-- Supplied data --
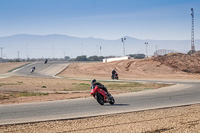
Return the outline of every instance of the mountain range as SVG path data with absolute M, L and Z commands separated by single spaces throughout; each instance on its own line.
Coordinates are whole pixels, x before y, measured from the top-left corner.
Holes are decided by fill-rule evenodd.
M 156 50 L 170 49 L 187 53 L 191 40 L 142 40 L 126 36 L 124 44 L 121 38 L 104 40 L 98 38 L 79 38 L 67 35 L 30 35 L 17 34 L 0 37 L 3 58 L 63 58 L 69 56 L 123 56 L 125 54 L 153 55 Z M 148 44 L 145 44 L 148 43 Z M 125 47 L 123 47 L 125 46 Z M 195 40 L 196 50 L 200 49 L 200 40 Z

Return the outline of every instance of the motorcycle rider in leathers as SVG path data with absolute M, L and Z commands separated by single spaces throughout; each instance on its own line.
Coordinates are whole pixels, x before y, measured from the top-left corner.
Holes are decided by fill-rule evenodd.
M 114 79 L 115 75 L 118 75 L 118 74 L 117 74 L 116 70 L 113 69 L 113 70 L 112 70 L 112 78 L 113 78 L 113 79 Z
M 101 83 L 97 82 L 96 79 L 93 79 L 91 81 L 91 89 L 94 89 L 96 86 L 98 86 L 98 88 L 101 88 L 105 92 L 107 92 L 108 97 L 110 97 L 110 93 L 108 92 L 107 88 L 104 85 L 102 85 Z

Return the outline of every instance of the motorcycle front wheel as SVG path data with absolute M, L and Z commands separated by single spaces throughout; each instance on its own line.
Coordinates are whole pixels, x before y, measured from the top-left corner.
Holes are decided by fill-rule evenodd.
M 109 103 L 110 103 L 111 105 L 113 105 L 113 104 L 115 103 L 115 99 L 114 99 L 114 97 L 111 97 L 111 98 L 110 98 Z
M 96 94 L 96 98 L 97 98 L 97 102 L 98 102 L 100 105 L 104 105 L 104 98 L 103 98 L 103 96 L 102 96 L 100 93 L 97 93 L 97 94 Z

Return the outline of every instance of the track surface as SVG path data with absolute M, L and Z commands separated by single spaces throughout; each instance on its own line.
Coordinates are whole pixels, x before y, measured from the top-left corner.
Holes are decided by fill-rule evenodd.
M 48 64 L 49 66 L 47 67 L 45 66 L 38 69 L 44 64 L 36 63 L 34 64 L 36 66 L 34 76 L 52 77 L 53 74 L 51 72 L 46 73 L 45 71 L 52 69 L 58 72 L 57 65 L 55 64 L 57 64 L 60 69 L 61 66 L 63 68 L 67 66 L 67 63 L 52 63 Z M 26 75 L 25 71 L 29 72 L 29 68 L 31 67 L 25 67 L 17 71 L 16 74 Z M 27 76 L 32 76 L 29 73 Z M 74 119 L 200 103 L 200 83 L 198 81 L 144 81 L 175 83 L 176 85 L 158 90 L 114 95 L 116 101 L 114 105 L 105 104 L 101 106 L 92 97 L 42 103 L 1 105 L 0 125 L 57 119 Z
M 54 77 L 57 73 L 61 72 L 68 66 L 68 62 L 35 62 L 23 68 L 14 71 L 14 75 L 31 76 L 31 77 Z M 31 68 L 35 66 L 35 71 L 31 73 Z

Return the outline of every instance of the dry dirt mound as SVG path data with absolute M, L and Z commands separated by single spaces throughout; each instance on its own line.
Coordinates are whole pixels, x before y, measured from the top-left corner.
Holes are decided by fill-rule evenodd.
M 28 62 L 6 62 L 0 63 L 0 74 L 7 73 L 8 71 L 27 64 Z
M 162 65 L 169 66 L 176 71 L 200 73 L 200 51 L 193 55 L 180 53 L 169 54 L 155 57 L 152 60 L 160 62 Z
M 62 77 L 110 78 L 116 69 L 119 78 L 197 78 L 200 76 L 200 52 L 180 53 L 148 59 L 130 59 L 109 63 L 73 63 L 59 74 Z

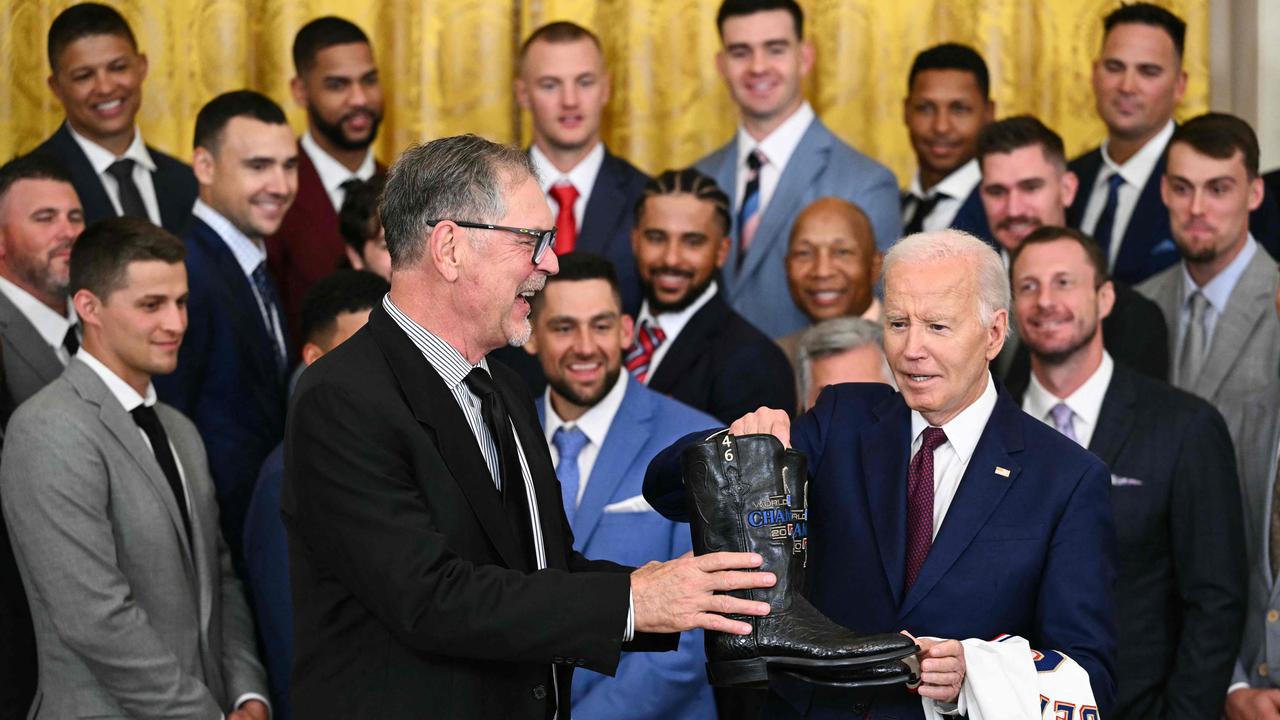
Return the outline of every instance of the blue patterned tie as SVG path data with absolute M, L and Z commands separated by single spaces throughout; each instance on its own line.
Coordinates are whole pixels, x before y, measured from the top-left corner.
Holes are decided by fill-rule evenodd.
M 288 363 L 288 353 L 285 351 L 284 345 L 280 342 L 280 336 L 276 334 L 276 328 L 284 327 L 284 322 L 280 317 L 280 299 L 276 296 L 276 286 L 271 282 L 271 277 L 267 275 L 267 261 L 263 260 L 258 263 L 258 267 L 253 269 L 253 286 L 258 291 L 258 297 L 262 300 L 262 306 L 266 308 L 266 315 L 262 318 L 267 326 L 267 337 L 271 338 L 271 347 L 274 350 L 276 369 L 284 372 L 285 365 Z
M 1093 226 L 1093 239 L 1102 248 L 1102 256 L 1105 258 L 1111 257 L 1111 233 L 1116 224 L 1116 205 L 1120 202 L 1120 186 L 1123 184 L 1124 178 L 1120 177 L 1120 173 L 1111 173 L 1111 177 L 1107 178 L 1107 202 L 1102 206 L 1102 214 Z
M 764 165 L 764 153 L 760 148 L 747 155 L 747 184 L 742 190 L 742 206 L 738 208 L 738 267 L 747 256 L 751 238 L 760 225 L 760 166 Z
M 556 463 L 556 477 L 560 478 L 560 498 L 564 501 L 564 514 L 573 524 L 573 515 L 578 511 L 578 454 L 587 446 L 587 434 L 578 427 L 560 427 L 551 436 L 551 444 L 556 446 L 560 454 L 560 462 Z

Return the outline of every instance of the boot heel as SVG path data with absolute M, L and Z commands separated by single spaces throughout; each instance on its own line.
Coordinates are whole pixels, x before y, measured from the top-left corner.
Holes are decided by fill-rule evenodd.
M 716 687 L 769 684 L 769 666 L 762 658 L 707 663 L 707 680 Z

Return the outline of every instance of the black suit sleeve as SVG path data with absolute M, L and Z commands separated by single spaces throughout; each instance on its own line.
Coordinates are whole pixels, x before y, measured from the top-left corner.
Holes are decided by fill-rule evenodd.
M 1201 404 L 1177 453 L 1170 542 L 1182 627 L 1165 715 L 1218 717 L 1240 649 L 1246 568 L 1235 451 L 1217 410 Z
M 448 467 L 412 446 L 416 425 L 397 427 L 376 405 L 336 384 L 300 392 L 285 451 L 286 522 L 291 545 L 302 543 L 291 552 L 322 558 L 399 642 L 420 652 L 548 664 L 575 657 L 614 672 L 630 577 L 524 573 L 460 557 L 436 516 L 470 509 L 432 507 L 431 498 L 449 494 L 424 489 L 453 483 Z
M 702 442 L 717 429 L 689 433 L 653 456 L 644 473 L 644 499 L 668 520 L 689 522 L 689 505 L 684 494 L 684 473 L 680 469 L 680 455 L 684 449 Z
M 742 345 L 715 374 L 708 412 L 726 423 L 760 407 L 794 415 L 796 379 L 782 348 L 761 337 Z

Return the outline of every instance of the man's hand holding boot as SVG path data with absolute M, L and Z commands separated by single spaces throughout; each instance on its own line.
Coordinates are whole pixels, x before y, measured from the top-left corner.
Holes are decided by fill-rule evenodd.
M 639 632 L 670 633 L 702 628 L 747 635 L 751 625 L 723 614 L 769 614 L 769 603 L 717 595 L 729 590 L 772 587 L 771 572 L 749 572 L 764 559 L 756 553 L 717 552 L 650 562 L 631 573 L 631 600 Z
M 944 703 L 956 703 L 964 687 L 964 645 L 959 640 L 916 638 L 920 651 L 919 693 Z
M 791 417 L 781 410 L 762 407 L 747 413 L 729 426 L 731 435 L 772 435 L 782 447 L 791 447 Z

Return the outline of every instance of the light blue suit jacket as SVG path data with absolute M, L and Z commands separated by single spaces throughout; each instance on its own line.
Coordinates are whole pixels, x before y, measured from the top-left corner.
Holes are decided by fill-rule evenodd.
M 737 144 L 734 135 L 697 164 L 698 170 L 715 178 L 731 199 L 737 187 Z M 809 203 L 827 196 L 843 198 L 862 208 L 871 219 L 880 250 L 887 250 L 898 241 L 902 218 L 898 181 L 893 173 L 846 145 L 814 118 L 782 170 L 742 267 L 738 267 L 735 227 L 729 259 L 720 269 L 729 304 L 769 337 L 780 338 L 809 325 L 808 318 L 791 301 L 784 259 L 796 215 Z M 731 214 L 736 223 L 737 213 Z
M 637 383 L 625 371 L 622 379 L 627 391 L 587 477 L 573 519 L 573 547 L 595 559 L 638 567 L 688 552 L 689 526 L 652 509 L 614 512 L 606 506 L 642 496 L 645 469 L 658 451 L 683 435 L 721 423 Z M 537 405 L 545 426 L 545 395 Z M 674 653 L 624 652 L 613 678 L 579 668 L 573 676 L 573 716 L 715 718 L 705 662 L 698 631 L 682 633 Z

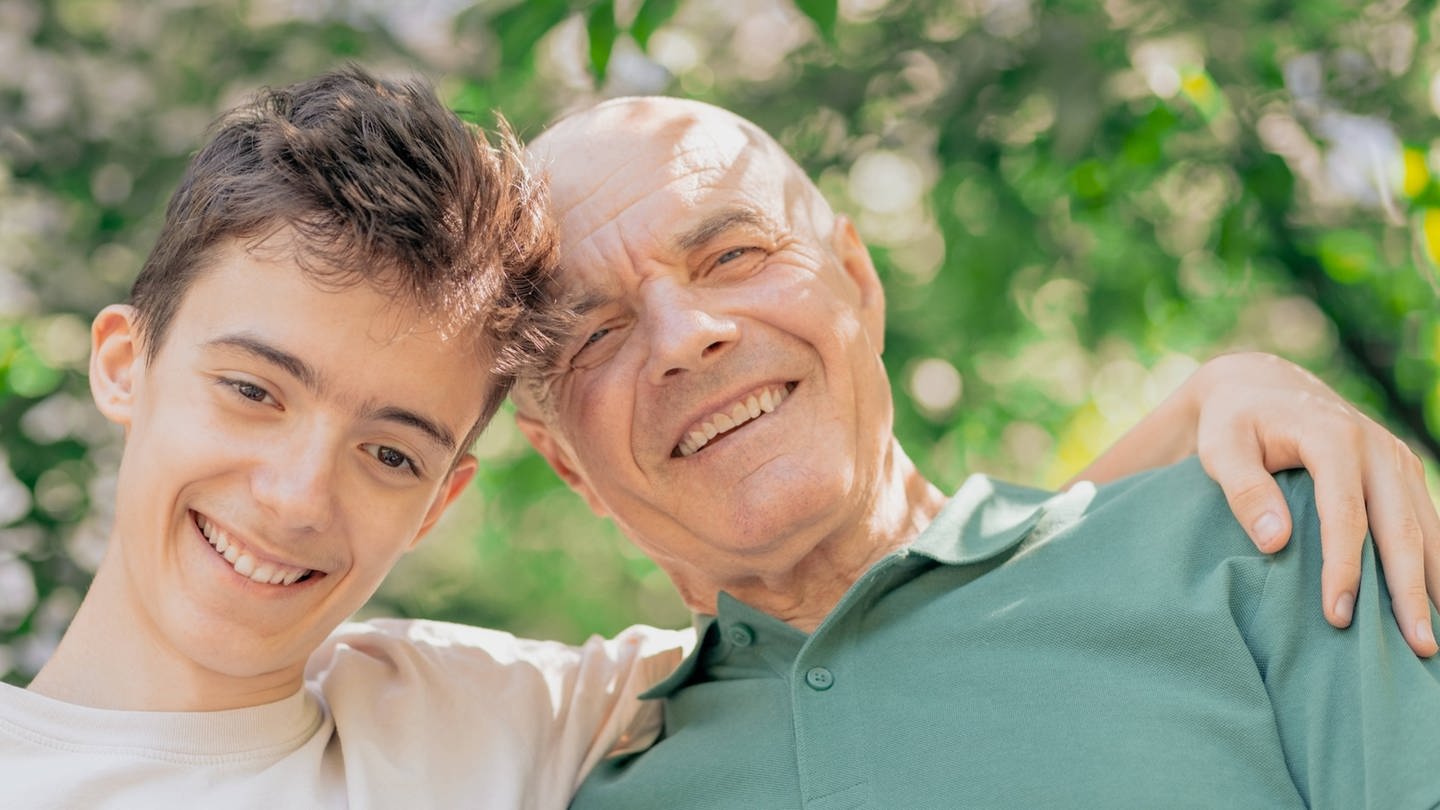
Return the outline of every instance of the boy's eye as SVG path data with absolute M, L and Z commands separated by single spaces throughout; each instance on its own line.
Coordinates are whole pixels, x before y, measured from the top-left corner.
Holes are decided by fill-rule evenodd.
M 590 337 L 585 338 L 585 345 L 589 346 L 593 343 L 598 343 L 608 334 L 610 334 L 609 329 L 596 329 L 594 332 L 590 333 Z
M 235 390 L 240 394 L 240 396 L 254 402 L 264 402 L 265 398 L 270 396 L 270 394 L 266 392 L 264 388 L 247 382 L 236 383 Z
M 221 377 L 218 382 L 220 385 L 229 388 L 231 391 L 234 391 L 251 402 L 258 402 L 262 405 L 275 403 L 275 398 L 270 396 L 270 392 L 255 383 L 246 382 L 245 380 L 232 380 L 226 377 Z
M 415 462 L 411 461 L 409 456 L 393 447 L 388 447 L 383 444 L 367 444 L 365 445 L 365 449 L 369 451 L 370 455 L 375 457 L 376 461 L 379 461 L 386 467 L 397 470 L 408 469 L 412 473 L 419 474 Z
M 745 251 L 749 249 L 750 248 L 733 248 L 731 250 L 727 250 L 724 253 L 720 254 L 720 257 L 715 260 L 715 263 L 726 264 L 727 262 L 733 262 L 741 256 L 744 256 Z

-- Your task --
Go through the records above, find each line with the string "motorcycle", and copy it.

-- Output --
Return the outline of every instance of the motorcycle rider in leathers as SVG path data with absolute M, L and Z commands separated by single spaces throughout; each instance on its own line.
Return the outline of every instance of the motorcycle front wheel as SVG path data with absolute M, L and Z commands separated by single spaces throughout; each instance on its own line.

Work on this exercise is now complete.